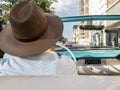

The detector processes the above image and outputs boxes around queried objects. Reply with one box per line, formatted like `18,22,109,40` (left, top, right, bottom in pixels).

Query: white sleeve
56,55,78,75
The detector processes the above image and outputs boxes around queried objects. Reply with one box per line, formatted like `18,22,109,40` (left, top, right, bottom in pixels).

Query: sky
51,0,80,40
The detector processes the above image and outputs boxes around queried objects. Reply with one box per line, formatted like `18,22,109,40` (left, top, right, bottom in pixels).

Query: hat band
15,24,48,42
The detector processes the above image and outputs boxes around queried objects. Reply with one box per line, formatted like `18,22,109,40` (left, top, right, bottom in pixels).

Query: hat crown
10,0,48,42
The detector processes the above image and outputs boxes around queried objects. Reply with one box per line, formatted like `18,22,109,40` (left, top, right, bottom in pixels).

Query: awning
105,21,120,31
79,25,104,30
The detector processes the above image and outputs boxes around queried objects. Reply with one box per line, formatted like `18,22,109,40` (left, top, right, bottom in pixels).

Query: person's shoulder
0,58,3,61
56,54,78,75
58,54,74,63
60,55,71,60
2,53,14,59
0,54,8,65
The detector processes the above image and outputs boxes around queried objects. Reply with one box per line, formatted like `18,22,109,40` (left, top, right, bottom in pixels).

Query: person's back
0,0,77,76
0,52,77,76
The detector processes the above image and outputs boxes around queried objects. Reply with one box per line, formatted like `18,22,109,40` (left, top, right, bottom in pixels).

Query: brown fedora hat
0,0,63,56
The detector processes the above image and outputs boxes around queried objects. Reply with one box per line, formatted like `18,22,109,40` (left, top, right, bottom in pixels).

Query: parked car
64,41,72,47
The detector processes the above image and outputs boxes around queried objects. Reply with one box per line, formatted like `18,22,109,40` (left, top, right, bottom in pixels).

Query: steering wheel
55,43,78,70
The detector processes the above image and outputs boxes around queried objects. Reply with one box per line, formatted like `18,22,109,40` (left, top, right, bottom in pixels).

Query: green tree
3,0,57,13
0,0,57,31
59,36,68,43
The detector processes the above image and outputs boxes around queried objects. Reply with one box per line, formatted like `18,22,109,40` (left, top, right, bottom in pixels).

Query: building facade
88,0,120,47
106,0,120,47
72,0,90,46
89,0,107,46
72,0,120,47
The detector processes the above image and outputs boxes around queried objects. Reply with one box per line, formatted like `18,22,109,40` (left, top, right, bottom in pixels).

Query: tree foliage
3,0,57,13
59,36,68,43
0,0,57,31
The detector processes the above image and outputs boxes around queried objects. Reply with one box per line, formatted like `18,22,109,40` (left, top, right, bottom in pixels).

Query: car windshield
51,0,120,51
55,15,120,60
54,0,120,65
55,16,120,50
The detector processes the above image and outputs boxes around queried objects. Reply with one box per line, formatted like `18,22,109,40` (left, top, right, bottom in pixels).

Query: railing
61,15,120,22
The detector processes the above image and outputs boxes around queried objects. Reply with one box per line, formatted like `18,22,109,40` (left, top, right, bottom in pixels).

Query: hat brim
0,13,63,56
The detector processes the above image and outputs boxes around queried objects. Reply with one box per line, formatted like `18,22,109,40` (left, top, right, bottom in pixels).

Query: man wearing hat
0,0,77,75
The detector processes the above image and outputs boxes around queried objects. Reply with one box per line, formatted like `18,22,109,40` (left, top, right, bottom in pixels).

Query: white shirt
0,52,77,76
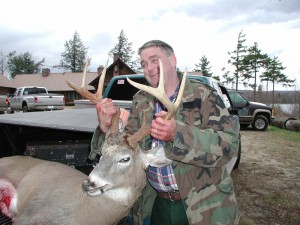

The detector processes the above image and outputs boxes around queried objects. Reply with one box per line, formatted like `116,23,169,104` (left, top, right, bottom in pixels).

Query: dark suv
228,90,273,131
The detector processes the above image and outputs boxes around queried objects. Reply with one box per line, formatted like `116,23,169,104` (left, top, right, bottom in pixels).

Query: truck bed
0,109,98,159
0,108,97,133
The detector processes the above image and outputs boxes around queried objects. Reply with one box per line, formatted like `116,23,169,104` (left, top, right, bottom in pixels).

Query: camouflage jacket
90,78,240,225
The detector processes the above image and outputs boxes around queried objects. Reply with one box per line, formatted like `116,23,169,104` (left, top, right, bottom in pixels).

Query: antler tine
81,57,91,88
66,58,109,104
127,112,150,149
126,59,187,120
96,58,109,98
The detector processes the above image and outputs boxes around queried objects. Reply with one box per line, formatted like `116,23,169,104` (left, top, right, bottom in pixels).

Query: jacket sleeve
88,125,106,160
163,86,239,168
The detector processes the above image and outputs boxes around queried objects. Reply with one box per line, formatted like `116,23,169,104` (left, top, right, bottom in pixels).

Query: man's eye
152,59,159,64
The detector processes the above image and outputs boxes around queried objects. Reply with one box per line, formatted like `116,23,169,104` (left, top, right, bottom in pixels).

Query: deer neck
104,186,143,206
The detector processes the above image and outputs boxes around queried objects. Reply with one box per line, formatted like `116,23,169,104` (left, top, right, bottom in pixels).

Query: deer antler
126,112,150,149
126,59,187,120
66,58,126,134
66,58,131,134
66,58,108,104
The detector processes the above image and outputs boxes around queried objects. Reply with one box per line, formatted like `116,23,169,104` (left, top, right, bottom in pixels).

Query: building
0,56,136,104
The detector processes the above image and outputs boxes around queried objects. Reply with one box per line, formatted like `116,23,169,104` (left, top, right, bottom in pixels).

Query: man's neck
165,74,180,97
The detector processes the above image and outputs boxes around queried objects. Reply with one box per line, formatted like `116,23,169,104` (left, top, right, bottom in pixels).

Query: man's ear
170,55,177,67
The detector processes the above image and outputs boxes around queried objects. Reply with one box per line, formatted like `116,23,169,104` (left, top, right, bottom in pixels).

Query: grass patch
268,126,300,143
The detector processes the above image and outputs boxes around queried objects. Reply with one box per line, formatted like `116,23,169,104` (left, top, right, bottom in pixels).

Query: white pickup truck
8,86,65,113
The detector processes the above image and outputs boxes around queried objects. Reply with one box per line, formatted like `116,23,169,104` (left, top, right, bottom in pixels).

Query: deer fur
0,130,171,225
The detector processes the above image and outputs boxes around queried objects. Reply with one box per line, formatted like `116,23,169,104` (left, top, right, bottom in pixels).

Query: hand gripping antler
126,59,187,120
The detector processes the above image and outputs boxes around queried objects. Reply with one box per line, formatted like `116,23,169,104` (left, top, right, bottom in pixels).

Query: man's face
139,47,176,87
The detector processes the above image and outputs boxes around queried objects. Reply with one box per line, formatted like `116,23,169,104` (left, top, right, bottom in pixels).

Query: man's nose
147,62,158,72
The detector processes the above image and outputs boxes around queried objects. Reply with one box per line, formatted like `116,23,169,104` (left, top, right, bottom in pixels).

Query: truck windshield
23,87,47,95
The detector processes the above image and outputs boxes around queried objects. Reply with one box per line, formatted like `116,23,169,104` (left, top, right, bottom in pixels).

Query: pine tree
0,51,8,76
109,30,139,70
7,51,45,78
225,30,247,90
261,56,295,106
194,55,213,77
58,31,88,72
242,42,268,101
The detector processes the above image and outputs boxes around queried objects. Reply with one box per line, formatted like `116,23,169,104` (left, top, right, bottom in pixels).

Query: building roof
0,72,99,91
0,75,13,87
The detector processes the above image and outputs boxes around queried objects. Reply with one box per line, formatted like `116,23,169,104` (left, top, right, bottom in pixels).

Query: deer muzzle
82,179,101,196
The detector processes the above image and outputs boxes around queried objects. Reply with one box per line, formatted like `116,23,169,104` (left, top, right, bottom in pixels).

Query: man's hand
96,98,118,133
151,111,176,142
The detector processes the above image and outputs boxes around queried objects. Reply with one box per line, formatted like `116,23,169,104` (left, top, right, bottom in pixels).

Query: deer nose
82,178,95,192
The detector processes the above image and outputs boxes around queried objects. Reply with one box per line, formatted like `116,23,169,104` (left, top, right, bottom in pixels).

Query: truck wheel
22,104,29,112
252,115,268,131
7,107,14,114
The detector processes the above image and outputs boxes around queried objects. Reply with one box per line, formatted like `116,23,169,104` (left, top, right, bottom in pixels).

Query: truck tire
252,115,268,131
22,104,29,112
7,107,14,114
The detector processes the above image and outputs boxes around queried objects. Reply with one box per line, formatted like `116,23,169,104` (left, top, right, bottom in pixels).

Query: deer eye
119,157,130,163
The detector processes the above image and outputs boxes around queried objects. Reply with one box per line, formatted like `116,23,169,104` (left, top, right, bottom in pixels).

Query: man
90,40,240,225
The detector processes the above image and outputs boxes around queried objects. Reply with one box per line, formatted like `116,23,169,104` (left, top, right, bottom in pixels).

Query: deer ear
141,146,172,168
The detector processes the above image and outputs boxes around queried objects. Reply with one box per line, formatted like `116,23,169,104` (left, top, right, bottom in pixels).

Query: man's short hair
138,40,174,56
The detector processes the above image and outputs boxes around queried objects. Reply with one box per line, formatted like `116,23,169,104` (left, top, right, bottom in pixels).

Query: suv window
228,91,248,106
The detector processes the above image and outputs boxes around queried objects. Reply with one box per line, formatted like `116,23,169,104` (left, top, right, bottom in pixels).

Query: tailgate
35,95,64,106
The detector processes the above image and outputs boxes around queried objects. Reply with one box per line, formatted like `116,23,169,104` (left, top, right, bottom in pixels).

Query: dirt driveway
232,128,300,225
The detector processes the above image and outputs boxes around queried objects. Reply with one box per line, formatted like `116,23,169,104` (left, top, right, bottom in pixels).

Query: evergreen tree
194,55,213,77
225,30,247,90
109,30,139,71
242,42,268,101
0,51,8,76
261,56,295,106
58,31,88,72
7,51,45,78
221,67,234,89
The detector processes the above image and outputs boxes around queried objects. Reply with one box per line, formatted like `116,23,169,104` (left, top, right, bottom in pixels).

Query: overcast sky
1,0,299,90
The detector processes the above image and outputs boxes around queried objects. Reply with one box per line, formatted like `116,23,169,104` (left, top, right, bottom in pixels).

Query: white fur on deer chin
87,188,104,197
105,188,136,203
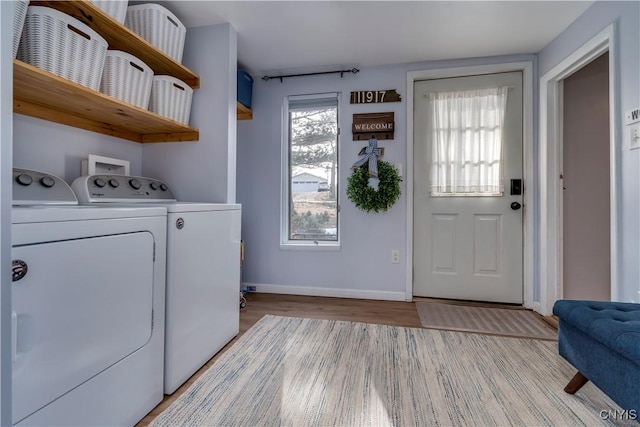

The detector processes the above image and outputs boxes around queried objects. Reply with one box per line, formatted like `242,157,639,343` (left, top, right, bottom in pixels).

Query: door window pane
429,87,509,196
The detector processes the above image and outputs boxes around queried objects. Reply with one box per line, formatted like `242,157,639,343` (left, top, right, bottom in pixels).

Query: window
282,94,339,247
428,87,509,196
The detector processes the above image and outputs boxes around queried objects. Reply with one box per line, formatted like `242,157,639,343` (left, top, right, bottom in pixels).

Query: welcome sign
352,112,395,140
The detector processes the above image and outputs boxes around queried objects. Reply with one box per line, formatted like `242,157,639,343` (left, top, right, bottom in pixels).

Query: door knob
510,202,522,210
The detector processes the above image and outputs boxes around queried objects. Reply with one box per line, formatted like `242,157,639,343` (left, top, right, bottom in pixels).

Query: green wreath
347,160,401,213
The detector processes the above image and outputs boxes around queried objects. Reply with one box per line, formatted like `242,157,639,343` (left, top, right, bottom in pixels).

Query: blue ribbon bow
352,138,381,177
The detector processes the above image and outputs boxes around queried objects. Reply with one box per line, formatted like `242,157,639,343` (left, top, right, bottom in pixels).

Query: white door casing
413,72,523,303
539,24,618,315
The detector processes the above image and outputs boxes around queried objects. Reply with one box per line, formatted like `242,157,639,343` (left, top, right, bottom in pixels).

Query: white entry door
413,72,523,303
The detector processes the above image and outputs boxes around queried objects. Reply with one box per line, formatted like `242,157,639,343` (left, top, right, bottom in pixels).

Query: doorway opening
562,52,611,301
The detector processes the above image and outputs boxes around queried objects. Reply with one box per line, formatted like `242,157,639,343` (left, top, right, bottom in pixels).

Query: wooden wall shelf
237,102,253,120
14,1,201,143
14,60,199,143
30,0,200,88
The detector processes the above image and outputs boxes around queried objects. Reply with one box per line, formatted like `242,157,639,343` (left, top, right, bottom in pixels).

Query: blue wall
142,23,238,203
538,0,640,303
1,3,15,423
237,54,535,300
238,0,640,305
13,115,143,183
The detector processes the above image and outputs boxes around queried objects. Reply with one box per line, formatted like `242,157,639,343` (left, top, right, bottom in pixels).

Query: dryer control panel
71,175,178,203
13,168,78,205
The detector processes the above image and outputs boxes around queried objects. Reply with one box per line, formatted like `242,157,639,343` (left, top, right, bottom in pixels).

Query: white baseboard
###
YOUR INSTRUCTIONS: An exact copy of the lines from the one containing "Query: dryer control panel" through the end of the entries is required, and nothing beyond them.

ANSWER BOX:
Query: dryer control panel
71,175,178,203
13,168,78,205
The detector processes the above image and outputs boxes around queried objects. Reply with one box per line, formatted like `242,157,639,343` (left, top, right, bottom in pixels).

Query: white baseboard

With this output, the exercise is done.